> The data:
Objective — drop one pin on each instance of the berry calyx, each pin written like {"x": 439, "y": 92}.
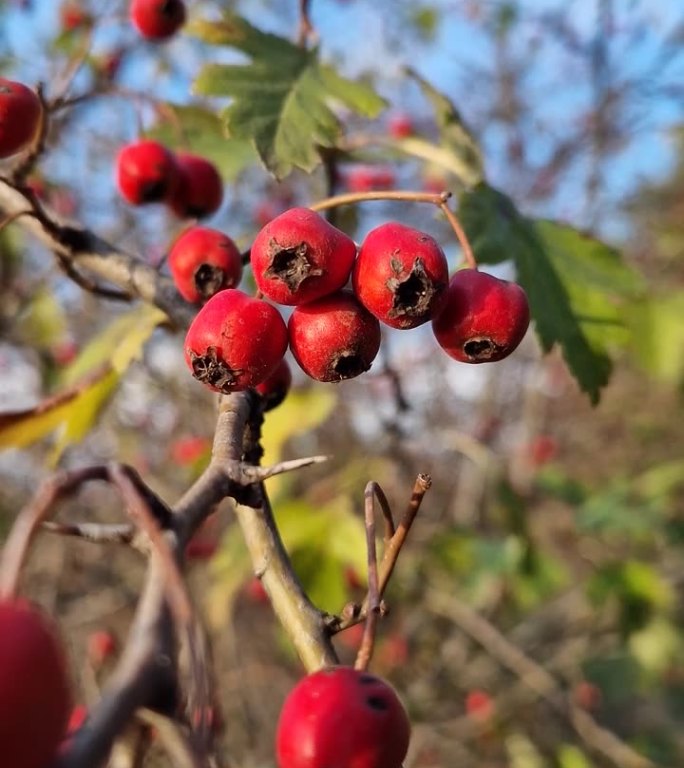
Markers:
{"x": 273, "y": 390}
{"x": 157, "y": 19}
{"x": 334, "y": 338}
{"x": 35, "y": 695}
{"x": 200, "y": 189}
{"x": 20, "y": 111}
{"x": 400, "y": 275}
{"x": 341, "y": 717}
{"x": 299, "y": 257}
{"x": 204, "y": 261}
{"x": 146, "y": 172}
{"x": 235, "y": 341}
{"x": 482, "y": 319}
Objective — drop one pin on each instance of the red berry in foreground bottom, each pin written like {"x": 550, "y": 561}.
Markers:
{"x": 146, "y": 172}
{"x": 157, "y": 19}
{"x": 482, "y": 319}
{"x": 204, "y": 261}
{"x": 342, "y": 718}
{"x": 299, "y": 257}
{"x": 235, "y": 341}
{"x": 334, "y": 338}
{"x": 35, "y": 697}
{"x": 400, "y": 275}
{"x": 20, "y": 111}
{"x": 200, "y": 189}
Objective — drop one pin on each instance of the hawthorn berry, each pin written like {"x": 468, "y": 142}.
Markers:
{"x": 204, "y": 261}
{"x": 334, "y": 338}
{"x": 341, "y": 717}
{"x": 20, "y": 111}
{"x": 35, "y": 695}
{"x": 400, "y": 275}
{"x": 299, "y": 257}
{"x": 157, "y": 19}
{"x": 482, "y": 318}
{"x": 235, "y": 341}
{"x": 200, "y": 190}
{"x": 275, "y": 387}
{"x": 146, "y": 172}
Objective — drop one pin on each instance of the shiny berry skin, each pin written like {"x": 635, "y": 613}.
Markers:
{"x": 200, "y": 191}
{"x": 400, "y": 275}
{"x": 273, "y": 390}
{"x": 146, "y": 172}
{"x": 35, "y": 695}
{"x": 334, "y": 338}
{"x": 20, "y": 111}
{"x": 204, "y": 261}
{"x": 157, "y": 19}
{"x": 299, "y": 257}
{"x": 482, "y": 319}
{"x": 341, "y": 717}
{"x": 235, "y": 341}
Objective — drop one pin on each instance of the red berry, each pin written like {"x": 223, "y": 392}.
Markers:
{"x": 334, "y": 338}
{"x": 157, "y": 19}
{"x": 146, "y": 172}
{"x": 342, "y": 718}
{"x": 203, "y": 262}
{"x": 200, "y": 191}
{"x": 299, "y": 257}
{"x": 35, "y": 696}
{"x": 482, "y": 318}
{"x": 20, "y": 111}
{"x": 235, "y": 341}
{"x": 400, "y": 275}
{"x": 274, "y": 389}
{"x": 400, "y": 126}
{"x": 101, "y": 646}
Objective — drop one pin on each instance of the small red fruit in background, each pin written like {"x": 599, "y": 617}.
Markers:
{"x": 157, "y": 19}
{"x": 400, "y": 275}
{"x": 482, "y": 318}
{"x": 275, "y": 387}
{"x": 146, "y": 172}
{"x": 299, "y": 257}
{"x": 204, "y": 261}
{"x": 341, "y": 717}
{"x": 479, "y": 706}
{"x": 102, "y": 646}
{"x": 200, "y": 189}
{"x": 35, "y": 695}
{"x": 400, "y": 126}
{"x": 20, "y": 111}
{"x": 334, "y": 338}
{"x": 235, "y": 341}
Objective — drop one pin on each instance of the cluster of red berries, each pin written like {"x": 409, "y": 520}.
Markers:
{"x": 157, "y": 19}
{"x": 399, "y": 277}
{"x": 149, "y": 172}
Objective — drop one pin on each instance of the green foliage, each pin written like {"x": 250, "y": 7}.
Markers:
{"x": 574, "y": 283}
{"x": 281, "y": 99}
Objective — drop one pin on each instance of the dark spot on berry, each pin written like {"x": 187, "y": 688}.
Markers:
{"x": 414, "y": 293}
{"x": 291, "y": 265}
{"x": 377, "y": 702}
{"x": 480, "y": 349}
{"x": 212, "y": 370}
{"x": 209, "y": 279}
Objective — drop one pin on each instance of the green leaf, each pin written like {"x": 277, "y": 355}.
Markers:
{"x": 281, "y": 99}
{"x": 200, "y": 130}
{"x": 458, "y": 151}
{"x": 658, "y": 335}
{"x": 574, "y": 283}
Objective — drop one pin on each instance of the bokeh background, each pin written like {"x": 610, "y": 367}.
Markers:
{"x": 553, "y": 532}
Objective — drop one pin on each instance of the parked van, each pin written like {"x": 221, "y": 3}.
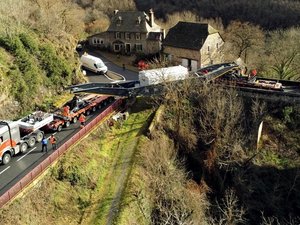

> What the exercise asks: Find the string "green" in the records, then copy each line where it occurs.

> Finished task:
Objective — drop one pin on each instance of the green foliage, each pin written like {"x": 250, "y": 7}.
Objective — drop one pin on each instance of the green leaf, each pin written like {"x": 277, "y": 355}.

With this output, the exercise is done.